## begin Dataset content

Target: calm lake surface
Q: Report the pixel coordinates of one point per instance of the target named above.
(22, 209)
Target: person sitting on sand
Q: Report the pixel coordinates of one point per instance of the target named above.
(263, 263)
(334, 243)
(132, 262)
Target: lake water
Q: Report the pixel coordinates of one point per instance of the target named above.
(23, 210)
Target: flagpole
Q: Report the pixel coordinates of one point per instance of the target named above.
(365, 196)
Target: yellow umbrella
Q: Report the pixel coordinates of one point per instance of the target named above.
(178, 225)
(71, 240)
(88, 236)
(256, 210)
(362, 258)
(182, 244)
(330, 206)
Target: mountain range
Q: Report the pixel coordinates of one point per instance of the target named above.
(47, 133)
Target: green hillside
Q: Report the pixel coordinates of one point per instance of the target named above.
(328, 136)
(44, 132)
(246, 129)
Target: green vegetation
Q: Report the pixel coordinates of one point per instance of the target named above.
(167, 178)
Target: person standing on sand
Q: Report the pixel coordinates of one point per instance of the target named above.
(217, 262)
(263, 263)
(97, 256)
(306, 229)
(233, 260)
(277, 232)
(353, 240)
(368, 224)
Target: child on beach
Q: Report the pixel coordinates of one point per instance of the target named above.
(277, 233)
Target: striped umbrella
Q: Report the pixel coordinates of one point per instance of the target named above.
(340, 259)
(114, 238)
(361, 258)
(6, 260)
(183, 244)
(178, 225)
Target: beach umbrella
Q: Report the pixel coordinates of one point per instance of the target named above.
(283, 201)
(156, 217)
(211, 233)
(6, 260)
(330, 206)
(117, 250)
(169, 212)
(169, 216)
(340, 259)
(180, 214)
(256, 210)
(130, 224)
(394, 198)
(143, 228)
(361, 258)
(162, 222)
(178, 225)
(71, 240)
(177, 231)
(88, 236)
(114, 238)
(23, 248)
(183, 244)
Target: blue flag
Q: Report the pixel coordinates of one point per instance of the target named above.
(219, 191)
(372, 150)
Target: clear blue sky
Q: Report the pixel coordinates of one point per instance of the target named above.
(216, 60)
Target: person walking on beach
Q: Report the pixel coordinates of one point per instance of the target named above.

## end Dataset content

Set task
Copy out all of the data above, word for word and line for line, without changing anything.

Result below
Target: calm lake surface
Q: Report the pixel coordinates of one point per instance of the target named above.
(22, 209)
Target: person sitting on sand
Q: Report the pixel coordinates of one point per instance of the target named above.
(263, 263)
(334, 243)
(132, 262)
Target: lake water
Q: Report the pixel coordinates of one point per instance of the target named above.
(23, 210)
Target: flagpole
Q: Report the pixel coordinates of one point per instance of the target named above.
(365, 196)
Target: yellow umbrella
Q: Report the pixel coordinates of one point per instance of the target named above.
(178, 225)
(71, 240)
(88, 236)
(256, 210)
(362, 258)
(182, 244)
(330, 206)
Target: mountain range
Q: Report the pixel coordinates of one point per instance of the target named above.
(47, 133)
Target: green hillside
Q: Report the pixel coordinates of one point per instance of the target named above.
(328, 136)
(44, 132)
(246, 129)
Target: green vegetation
Q: Report the pixel coordinates of one point per instance of the target named above.
(167, 178)
Target: person standing on sand
Q: Report the pixel coordinates of one point per instance of the target named above.
(217, 262)
(263, 263)
(97, 256)
(306, 229)
(233, 260)
(277, 232)
(353, 240)
(368, 224)
Target: child on beach
Q: Report the pixel coordinates of one point per instance of the target named above.
(277, 233)
Target: striped umbrella
Q: Report the pixel coordinates of one point per instance of the target named above.
(340, 259)
(114, 238)
(361, 258)
(6, 260)
(183, 244)
(178, 225)
Target: beach umbrella
Q: Report the pixel coordinates of one point per instance of the target named above.
(283, 201)
(156, 217)
(211, 233)
(6, 260)
(330, 206)
(117, 250)
(169, 212)
(169, 216)
(340, 259)
(180, 214)
(256, 210)
(130, 224)
(394, 198)
(143, 228)
(361, 258)
(162, 222)
(178, 225)
(71, 240)
(177, 231)
(88, 236)
(114, 238)
(23, 248)
(183, 244)
Target: blue flag
Q: Report the pixel coordinates of one point per instance of the target named above.
(219, 191)
(372, 150)
Target: clear blue sky
Q: Report the pixel coordinates of one point per instance of the target named above.
(216, 60)
Target: person walking on beach
Q: Report the pixel coordinates of one point per instance of the target named above.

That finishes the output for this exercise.